** Opening EXCERPT block **
Hip Fractures in the Elderly
According to the Centers for Disease Control and Prevention as of September 2013, hip fractures in the elderly account for 2.3 million visits to the emergency room every year. This means that approximately one third of the seniors in the United States fall every year. These falls often come as a result of such things as confusion, dizziness, loss of balance and weakness. This having been said, there are several things that can be done in order to attempt to avoid hip fractures in the elderly.
The first thing to consider is the safety of the building that the elderly individual resides in. Making sure that trip and fall hazards are as close to eliminated as possible is a sure way to cut down on the chance that that elderly person will have a fall and fracture a hip. This includes removing items that might clutter the walkways through the house, removing the runner carpets, throw rugs and anything that might stick up and making sure that all loose boards, thresholds and walkways have a smooth transition.
Walker or Cane
If the elderly individual has difficulty maneuvering either at home or out and about, make sure that a walker or cane is available for use. Talk to the individuals physician about these items and making sure that they are appropriate for the elderly individual's height and weight and that they have rubber ends to help with slipping. The right cane or walker can really help the individual to stay upright.
Make sure that the individual has assistance getting in and out of the home, a vehicle, shopping centers and doctor's offices. This little bit of help can make all the difference in getting them safely from one destination to the other. It also allows you to take note of how they are doing on their own two feet. Take care to find out if they are having any difficulty maintaining their balance.
** Closing EXCERPT block **
** Opening INFORMATION SHOWN block **
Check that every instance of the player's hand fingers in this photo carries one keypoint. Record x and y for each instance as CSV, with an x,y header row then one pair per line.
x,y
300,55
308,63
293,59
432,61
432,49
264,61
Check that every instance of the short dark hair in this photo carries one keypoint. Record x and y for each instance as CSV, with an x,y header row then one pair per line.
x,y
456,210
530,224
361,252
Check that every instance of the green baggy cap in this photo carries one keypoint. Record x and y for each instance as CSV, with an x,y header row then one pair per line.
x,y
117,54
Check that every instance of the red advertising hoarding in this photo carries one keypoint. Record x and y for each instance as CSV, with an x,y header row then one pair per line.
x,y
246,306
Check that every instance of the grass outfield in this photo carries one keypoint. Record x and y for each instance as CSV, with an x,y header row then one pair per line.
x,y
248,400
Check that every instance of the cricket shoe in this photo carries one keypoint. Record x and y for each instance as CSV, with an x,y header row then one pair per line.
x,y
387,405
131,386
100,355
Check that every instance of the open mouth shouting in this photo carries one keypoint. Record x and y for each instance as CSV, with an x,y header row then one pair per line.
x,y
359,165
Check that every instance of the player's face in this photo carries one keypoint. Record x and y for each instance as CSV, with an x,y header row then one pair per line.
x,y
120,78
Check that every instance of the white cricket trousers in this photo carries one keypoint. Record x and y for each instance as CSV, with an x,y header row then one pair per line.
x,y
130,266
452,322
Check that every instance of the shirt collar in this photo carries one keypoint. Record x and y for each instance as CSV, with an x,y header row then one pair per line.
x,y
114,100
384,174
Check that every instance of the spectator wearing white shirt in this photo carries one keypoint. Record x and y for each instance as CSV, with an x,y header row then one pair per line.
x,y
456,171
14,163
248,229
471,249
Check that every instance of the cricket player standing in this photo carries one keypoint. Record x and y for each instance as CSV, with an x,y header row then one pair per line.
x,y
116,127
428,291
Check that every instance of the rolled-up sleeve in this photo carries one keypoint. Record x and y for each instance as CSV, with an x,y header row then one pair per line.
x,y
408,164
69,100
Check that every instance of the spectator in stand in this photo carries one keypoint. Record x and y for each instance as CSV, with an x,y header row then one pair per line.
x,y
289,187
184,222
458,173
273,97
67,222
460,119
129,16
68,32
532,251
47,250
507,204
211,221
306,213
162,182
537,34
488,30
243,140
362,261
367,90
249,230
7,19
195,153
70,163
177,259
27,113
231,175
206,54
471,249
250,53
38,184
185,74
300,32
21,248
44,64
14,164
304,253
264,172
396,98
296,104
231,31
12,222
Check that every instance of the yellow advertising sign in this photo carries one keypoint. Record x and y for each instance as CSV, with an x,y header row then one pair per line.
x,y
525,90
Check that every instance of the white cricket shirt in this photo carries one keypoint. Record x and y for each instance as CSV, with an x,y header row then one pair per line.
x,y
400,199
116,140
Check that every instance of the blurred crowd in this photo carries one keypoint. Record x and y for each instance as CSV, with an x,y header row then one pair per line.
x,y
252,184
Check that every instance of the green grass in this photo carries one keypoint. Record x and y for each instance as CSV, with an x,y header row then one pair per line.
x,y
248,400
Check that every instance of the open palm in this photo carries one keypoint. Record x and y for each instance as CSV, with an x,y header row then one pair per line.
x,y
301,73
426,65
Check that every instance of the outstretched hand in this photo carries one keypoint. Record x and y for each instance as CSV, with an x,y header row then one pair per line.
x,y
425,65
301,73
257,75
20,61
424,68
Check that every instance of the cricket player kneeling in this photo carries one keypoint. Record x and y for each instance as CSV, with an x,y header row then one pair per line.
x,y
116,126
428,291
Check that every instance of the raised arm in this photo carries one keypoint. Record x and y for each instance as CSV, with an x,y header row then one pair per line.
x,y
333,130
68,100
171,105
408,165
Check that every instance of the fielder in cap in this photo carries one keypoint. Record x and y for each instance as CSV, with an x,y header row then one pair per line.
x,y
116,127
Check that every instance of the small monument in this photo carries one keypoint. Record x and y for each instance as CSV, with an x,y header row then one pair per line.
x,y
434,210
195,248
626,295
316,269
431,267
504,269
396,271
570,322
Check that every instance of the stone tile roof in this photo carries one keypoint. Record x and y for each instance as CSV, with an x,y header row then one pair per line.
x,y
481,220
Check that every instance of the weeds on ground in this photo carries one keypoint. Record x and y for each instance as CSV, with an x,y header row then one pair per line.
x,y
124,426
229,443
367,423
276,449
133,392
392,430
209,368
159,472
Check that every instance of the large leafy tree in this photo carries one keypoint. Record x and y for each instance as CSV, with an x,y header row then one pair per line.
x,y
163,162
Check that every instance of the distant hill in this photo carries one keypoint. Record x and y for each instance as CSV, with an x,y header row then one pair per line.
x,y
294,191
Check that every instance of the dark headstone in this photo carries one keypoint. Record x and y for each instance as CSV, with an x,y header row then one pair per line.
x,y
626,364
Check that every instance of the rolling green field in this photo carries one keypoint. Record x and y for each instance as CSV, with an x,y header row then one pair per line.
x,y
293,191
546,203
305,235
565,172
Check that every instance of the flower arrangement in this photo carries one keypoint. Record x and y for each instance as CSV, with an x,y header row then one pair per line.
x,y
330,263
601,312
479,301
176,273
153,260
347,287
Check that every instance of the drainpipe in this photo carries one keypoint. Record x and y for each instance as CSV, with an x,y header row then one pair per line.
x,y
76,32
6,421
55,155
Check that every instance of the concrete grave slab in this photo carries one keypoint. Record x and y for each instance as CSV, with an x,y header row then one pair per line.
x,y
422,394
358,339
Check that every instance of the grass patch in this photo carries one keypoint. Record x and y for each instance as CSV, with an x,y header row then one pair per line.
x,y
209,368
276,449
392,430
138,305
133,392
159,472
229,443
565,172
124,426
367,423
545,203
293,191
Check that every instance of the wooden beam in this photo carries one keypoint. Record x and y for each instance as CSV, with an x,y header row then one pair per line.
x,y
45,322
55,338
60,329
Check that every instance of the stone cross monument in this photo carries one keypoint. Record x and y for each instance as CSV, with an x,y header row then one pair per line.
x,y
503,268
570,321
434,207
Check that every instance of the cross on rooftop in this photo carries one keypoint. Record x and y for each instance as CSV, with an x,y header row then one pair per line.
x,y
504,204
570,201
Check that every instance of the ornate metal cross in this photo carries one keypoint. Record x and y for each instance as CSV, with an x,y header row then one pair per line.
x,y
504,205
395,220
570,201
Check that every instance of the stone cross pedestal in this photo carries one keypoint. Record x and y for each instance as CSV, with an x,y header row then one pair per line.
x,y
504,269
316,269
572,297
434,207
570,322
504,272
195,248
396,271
** Closing INFORMATION SHOWN block **
> PROBLEM SET:
A. Translate this sentence from the article on hip fractures into Spanish: "The right cane or walker can really help the individual to stay upright."
B. Print the part of the article on hip fractures that opens with the words containing "The first thing" and closes with "a smooth transition.".
The lines have no connection to the article on hip fractures.

> ANSWERS PROVIDED:
A. El bastón o andador adecuado realmente puede ayudar a la persona a mantenerse erguida.

B.
The first thing to consider is the safety of the building that the elderly individual resides in. Making sure that trip and fall hazards are as close to eliminated as possible is a sure way to cut down on the chance that that elderly person will have a fall and fracture a hip. This includes removing items that might clutter the walkways through the house, removing the runner carpets, throw rugs and anything that might stick up and making sure that all loose boards, thresholds and walkways have a smooth transition.